2/ Le mal-être des ouvriers
« Le mal-être des ouvriers est assez général ; il s’étend de l’évaluation de la situation actuelle aux perceptions de l’avenir, en passant par le sentiment de sécurité dans son quartier. » Chez les ménages à dominante ouvrière, il s’exprime aussi par une nostalgie du passé deux fois plus forte que chez les cadres.
Même en neutralisant l’effet des facteurs sociodémographiques (revenus, âge, niveau de diplôme, composition du ménage), les écarts qui subsistent confirment la corrélation entre CSP et bien-être : « Plus les revenus sont élevés, plus on est en moyenne satisfait de son travail. » Toutefois, l’effet positif du revenu sur la satisfaction va en s’amoindrissant.
3/ Les frustrations des quinquas
Le creux de la courbe en U de la satisfaction de vie, qui s’amorce à l’âge de la parentalité avec un manque de temps libre, s’expliquerait par le « deuil des aspirations » personnelles et professionnelles autour de 45 ans, mais aussi par les inégalités de revenus intragénérationnelles, qui atteignent leur maximum entre 40 et 60 ans et suscitent de la frustration.

• Consigne 1: Dans le passage à examiner, chez quels ménages la nostalgie du passé est-elle deux fois plus forte que chez les cadres ?
• Consigne 2: Recopiez fidèlement le passage à examiner, de « 2/ Le mal-être » jusqu'à « va en s’amoindrissant. ».

[Enregistrements issus d'une collecte de données]
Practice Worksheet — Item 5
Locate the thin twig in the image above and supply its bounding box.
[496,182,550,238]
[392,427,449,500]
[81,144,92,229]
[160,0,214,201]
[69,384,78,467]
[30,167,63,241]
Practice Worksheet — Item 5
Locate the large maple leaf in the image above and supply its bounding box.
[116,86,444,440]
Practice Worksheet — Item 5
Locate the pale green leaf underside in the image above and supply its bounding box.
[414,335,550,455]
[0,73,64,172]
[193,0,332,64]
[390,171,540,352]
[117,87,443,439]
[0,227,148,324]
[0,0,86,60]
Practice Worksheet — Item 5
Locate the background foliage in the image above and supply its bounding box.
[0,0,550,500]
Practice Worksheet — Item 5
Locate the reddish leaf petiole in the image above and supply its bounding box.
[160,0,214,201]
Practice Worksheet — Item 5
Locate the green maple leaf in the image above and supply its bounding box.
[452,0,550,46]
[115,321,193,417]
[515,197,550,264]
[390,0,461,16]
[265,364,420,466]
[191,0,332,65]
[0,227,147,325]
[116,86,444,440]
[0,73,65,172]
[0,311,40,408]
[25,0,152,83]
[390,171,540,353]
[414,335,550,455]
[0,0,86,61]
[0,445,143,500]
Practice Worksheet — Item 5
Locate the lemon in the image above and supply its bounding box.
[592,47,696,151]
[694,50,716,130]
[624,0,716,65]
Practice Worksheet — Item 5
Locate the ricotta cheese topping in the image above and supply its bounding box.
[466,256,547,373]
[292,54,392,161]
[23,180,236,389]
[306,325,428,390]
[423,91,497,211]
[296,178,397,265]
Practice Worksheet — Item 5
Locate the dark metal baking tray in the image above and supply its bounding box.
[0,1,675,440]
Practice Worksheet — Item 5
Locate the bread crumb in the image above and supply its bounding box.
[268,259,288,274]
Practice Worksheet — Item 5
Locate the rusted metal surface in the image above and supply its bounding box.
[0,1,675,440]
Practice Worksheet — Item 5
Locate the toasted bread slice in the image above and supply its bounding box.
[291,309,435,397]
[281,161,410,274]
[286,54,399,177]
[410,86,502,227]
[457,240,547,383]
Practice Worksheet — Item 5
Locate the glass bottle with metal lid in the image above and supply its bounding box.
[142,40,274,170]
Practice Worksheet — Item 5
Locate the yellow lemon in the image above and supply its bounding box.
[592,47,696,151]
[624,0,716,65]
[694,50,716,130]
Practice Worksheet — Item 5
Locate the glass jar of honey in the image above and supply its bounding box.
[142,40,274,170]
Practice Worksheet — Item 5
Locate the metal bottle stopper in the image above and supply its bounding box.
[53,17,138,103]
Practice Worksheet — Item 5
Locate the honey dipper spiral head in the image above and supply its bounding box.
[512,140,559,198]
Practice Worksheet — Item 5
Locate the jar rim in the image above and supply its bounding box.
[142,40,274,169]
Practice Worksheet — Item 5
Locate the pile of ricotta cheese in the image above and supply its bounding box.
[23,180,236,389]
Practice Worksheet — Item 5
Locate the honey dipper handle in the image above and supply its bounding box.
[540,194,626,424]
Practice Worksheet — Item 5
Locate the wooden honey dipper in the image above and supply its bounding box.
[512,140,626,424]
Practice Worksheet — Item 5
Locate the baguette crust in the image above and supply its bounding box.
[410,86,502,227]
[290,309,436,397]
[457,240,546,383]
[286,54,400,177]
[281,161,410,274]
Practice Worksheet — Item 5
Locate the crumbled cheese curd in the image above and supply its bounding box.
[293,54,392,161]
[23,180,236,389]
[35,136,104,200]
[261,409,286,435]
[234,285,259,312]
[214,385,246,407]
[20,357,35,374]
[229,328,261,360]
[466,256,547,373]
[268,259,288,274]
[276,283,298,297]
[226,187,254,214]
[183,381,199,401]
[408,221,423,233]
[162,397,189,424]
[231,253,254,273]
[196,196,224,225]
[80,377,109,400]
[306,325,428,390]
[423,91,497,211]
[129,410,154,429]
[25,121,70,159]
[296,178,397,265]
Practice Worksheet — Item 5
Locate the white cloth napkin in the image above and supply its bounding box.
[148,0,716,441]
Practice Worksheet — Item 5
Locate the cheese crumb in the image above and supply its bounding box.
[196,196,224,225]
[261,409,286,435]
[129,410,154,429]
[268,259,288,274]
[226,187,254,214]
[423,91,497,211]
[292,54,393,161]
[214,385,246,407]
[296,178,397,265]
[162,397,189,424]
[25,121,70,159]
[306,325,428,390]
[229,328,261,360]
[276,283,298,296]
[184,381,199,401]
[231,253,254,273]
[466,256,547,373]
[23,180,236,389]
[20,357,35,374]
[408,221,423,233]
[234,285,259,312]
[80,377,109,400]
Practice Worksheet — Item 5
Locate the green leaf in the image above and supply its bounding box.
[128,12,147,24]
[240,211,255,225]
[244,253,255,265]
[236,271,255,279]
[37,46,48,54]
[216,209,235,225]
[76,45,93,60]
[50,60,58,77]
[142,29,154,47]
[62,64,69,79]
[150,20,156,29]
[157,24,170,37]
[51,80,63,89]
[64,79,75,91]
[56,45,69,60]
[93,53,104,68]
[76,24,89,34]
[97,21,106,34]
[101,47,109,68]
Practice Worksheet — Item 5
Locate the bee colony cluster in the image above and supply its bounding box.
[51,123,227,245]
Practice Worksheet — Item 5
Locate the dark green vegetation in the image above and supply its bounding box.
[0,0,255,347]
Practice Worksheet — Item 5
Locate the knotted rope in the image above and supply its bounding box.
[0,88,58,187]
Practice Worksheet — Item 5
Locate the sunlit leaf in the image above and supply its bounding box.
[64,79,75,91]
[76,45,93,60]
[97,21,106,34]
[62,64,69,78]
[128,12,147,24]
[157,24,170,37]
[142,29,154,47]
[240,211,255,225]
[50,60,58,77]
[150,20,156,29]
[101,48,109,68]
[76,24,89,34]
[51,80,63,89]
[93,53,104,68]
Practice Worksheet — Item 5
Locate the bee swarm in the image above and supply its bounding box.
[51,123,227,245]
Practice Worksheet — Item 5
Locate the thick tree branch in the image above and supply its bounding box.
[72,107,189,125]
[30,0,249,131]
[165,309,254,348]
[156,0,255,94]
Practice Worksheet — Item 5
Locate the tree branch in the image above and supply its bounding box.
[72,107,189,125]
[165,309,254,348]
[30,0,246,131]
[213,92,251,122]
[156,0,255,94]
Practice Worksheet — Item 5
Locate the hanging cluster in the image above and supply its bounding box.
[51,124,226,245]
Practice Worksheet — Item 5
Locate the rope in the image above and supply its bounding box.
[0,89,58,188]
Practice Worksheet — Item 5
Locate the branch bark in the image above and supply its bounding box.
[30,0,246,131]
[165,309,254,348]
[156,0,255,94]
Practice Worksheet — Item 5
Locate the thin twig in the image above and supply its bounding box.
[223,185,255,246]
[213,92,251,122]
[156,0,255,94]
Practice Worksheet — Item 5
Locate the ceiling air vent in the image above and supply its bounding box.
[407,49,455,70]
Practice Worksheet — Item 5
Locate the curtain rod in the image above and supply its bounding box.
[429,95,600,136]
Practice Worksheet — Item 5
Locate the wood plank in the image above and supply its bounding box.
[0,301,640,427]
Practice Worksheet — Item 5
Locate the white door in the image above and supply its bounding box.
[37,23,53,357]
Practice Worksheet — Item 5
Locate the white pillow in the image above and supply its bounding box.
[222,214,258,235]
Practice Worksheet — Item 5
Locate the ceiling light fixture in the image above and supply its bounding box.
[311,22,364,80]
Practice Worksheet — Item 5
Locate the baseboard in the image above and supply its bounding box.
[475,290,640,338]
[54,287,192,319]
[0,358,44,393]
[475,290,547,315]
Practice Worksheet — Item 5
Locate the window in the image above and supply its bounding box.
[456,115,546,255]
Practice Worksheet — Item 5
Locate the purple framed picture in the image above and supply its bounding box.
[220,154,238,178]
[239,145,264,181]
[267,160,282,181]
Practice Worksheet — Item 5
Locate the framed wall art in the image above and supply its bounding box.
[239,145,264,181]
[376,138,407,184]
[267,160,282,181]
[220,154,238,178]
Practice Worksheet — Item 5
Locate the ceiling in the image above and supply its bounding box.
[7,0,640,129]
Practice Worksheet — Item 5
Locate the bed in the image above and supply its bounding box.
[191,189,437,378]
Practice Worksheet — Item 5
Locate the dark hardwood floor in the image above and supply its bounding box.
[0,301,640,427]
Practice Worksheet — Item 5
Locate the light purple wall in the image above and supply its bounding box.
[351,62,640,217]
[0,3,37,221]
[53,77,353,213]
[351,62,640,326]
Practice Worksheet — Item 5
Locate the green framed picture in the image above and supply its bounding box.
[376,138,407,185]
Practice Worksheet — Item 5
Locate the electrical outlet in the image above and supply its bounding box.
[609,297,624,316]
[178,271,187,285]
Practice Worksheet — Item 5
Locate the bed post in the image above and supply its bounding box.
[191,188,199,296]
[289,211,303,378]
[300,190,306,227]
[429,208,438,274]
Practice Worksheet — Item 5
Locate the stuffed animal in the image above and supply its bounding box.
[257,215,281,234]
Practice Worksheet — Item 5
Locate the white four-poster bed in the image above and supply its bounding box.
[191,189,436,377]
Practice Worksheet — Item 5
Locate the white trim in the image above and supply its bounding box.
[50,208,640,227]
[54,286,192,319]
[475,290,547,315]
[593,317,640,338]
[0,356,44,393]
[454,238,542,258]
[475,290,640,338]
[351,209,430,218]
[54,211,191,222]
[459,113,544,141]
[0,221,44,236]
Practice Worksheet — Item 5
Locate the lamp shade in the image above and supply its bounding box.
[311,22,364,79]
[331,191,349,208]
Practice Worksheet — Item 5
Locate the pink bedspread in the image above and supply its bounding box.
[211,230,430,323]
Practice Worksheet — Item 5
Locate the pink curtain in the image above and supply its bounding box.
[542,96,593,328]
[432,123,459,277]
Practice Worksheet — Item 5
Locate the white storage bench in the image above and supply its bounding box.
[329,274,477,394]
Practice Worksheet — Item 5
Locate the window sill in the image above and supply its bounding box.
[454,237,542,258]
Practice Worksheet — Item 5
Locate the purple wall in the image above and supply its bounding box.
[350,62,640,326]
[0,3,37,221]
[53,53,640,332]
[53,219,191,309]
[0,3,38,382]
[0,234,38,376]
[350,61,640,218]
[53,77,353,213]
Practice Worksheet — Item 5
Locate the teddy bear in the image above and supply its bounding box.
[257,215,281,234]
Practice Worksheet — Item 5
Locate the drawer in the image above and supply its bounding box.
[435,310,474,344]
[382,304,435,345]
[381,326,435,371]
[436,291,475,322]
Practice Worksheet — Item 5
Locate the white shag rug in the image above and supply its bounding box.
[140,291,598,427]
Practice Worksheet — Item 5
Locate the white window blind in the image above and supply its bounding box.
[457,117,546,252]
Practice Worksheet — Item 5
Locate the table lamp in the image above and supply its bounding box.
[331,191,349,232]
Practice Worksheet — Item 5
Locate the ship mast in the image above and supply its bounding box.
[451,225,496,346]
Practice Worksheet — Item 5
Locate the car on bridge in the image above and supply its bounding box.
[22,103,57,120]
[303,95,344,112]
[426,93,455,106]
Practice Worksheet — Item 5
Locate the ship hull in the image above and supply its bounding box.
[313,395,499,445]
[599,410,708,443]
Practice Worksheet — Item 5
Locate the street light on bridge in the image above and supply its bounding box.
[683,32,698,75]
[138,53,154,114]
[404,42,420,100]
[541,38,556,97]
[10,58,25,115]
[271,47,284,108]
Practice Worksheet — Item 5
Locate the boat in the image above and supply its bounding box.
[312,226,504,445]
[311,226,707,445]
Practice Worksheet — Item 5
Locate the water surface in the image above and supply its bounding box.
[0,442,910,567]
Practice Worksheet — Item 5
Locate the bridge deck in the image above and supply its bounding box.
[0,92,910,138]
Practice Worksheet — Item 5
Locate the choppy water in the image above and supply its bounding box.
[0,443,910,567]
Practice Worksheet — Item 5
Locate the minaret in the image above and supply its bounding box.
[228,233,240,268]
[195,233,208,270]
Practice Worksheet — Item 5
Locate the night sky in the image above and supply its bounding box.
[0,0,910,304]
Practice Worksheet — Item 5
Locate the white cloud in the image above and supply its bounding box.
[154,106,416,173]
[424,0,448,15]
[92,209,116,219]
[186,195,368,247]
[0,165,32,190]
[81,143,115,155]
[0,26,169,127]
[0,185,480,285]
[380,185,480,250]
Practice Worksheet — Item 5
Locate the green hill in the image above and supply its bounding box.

• Réponse attendue 1: Chez les ménages à dominante ouvrière.

• Réponse attendue 2:
2/ Le mal-être des ouvriers
« Le mal-être des ouvriers est assez général ; il s’étend de l’évaluation de la situation actuelle aux perceptions de l’avenir, en passant par le sentiment de sécurité dans son quartier. » Chez les ménages à dominante ouvrière, il s’exprime aussi par une nostalgie du passé deux fois plus forte que chez les cadres.
Même en neutralisant l’effet des facteurs sociodémographiques (revenus, âge, niveau de diplôme, composition du ménage), les écarts qui subsistent confirment la corrélation entre CSP et bien-être : « Plus les revenus sont élevés, plus on est en moyenne satisfait de son travail. » Toutefois, l’effet positif du revenu sur la satisfaction va en s’amoindrissant.